# GOAL OF THE EXERCISE:
With no line left out, restate the data word for word.

═══ DATA LISTING ═══

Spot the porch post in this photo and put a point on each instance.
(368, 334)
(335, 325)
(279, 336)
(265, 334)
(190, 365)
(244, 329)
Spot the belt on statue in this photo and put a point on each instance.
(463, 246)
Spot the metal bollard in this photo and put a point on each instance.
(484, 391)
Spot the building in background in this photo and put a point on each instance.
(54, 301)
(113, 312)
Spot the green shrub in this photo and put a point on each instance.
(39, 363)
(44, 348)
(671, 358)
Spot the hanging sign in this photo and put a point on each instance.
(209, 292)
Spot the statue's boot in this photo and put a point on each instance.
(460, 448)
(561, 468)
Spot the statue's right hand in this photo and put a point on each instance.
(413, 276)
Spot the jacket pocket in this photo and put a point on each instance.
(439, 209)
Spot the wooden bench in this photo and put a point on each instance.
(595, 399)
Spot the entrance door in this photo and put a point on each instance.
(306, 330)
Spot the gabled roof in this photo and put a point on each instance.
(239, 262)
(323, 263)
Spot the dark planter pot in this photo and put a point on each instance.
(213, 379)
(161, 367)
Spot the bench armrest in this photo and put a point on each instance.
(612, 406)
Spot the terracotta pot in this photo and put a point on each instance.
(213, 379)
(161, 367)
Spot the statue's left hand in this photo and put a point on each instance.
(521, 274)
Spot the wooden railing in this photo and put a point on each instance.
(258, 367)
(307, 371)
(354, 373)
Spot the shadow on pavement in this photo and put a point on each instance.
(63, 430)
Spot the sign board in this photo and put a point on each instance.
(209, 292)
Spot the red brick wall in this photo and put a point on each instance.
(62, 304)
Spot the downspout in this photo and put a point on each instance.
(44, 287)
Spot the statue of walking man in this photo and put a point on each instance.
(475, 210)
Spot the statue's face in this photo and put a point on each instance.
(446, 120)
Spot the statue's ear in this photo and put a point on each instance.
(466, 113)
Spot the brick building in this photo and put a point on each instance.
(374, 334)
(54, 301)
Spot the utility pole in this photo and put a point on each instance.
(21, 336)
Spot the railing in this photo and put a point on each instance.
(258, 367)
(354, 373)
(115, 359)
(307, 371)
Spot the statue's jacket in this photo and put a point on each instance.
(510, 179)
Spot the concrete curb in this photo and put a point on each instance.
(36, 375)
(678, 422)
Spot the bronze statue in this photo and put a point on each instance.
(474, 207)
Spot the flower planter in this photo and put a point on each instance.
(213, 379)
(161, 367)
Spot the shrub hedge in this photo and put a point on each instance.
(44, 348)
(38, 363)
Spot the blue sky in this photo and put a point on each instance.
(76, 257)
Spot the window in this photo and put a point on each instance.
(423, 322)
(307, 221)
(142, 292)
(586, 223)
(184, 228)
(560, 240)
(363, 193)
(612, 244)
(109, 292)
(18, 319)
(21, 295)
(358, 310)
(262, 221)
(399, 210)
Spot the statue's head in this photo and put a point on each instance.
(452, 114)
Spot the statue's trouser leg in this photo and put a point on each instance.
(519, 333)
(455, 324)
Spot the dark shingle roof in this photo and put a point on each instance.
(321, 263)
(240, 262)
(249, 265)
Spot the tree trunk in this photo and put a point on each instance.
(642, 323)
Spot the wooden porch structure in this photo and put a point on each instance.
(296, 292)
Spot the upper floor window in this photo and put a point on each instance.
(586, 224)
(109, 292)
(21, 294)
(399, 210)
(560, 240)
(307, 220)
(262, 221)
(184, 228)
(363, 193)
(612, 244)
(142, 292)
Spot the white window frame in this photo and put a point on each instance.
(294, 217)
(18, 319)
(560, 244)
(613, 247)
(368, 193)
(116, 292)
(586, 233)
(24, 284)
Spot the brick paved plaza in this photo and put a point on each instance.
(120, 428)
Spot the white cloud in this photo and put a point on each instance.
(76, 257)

═══

# FINISHED EXERCISE:
Spot the porch post in this photo and put a point on each instance.
(368, 334)
(335, 325)
(279, 336)
(265, 334)
(190, 365)
(244, 329)
Spot the belt on statue in this photo and put a point on each instance.
(463, 246)
Spot the metal bollard in this photo and put a point on each instance.
(484, 391)
Spot the building in background in this photo and put a point on each instance.
(54, 301)
(113, 312)
Spot the green shrub in this photo and put a point on each instance.
(39, 363)
(44, 348)
(671, 358)
Spot the hanging sign in this photo and put a point on each instance.
(209, 292)
Spot the statue's boot in this photo and put a point on each instance.
(460, 448)
(561, 468)
Spot the statue's right hand in this photo and put a point on each instance.
(413, 276)
Spot the jacket pocket in this photo and put a point on each instance.
(439, 209)
Spot the wooden bench in this photo and put a point on each instance.
(595, 399)
Spot the entrance door in this photo and put a point on each instance.
(306, 330)
Spot the gabled roof in this photo and put a point on each instance.
(239, 262)
(323, 263)
Spot the dark planter pot in this photo and put a point on each instance.
(213, 379)
(161, 367)
Spot the bench armrest in this photo and put a point on each instance.
(612, 406)
Spot the terracotta pot in this photo and put a point on each instance.
(213, 379)
(161, 367)
Spot the statue's left hand in this photo and put a point on each instance.
(521, 274)
Spot the wooden railing in this photo and put a point on each instance.
(258, 367)
(307, 371)
(354, 373)
Spot the shadow on pavement in this photo and put a point on each instance.
(63, 430)
Spot the sign board in this photo and put a point on each instance.
(209, 292)
Spot the red brick wall in this photo and put a point on each instance.
(62, 304)
Spot the downspout in this photo and put a point on each instance.
(44, 287)
Spot the statue of walking man in this photo and put a point on each instance.
(475, 210)
Spot the statue's face in this photo and put a point on each instance.
(446, 120)
Spot the statue's ear in this photo and put a point on each instance.
(466, 113)
Spot the brick building in this photo and put a point on each instance.
(374, 334)
(54, 301)
Spot the utility pole in this photo and put a point on each instance.
(21, 336)
Spot the railing in this photo and put a point on each instance.
(258, 367)
(354, 373)
(115, 359)
(307, 371)
Spot the statue's jacket in this photo and put a point on each instance.
(510, 179)
Spot the concrete curb in this photo and put a point on each instance.
(36, 375)
(678, 422)
Spot the bronze statue in this photo and put a point on each instance.
(474, 207)
Spot the flower planter in this photo and put a point on each instance.
(213, 379)
(161, 367)
Spot the shrub hedge in this photo and put a point on each instance.
(44, 348)
(38, 363)
Spot the blue sky in this photo and put a point on each instance.
(76, 257)
Spot the window in this photo and put a point on each instance.
(423, 322)
(307, 221)
(142, 292)
(586, 223)
(184, 228)
(560, 240)
(363, 193)
(612, 244)
(109, 292)
(18, 319)
(21, 295)
(358, 310)
(262, 221)
(399, 210)
Spot the statue's head in this photo and put a point on each instance.
(452, 114)
Spot the statue's trouser leg in this photo and put a point on each instance.
(519, 333)
(455, 324)
Spot the dark shingle roof in this photo and put a point on each instance.
(321, 263)
(240, 262)
(249, 265)
Spot the tree trunk in this photo and put a point on each instance.
(642, 323)
Spot the wooden porch structure in this photo and put a point on each instance.
(296, 292)
Spot the upper floor window in this photo and put a point on each instance.
(586, 224)
(109, 292)
(21, 294)
(399, 210)
(560, 240)
(307, 220)
(262, 221)
(184, 228)
(363, 193)
(612, 244)
(142, 292)
Spot the white window frame in this photo and put a point on each instance.
(294, 217)
(18, 319)
(560, 244)
(613, 247)
(368, 193)
(116, 292)
(586, 233)
(24, 284)
Spot the brick paved plaza in this photo and put a point on each instance.
(120, 428)
Spot the white cloud in this photo and put a point on each instance.
(76, 257)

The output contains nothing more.